Given passage:
★ ★ ★ ★
We paid for this!!
$2.44M FED STUDY: LONELINESS LED DEPORTED ILLEGALS TO USE HOOKERS, DRUGS




by TONY LEE 2 Jul 2013,

The federal government spent nearly $2.5 million to discover that illegal immigrants who have been deported to Tijuana, Mexico use drugs and solicit prostitutes because of "loneliness" caused by their deportations.

According to a CNS News report, the National Institutes of Health has awarded over $2.44 million to fund researchers who are working on a project called, “Safer Sex Intervention for Male Clients of Female Sex Workers in Tijuana, Mexico.”

Researchers at the University of California-San Diego "did one-hour interviews with 30 men from both the United States and Mexico who patronized prostitutes in Tijuana’s Zona Roja." They have received "a total of $2,440,150" in grants for a project that is described on the NIG website:

This study proposes to test a brief, one-hour counseling intervention with male clients in Tijuana, Mexico, to reduce their rates of unprotected sex (i.e., sex without a condom) with FSWs [female sex workers] as well as their rates of infection with HIV and STIs,” says the description. “Finding an effective intervention for this population is important given the rising rates of HIV infection in Tijuana (as documented in earlier studies) and the large numbers of people crossing the border in both directions, many of them specifically to purchase sex from FSWs in Tijuana.
★ ★ ★ ★
Collected material:
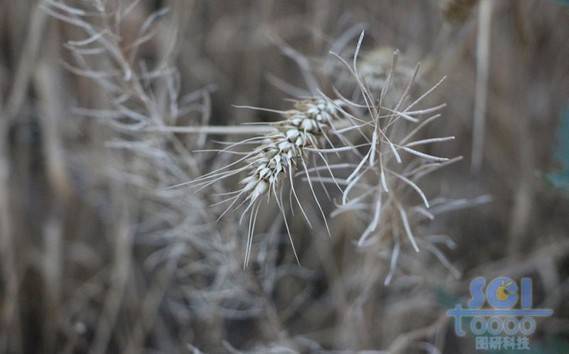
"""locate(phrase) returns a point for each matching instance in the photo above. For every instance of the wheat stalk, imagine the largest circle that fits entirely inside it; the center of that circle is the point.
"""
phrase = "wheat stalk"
(280, 154)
★ ★ ★ ★
Reproduce word for word the part of the article on the federally funded Tijuana study from "Researchers at the" to "FSWs in Tijuana.".

Researchers at the University of California-San Diego "did one-hour interviews with 30 men from both the United States and Mexico who patronized prostitutes in Tijuana’s Zona Roja." They have received "a total of $2,440,150" in grants for a project that is described on the NIG website:

This study proposes to test a brief, one-hour counseling intervention with male clients in Tijuana, Mexico, to reduce their rates of unprotected sex (i.e., sex without a condom) with FSWs [female sex workers] as well as their rates of infection with HIV and STIs,” says the description. “Finding an effective intervention for this population is important given the rising rates of HIV infection in Tijuana (as documented in earlier studies) and the large numbers of people crossing the border in both directions, many of them specifically to purchase sex from FSWs in Tijuana.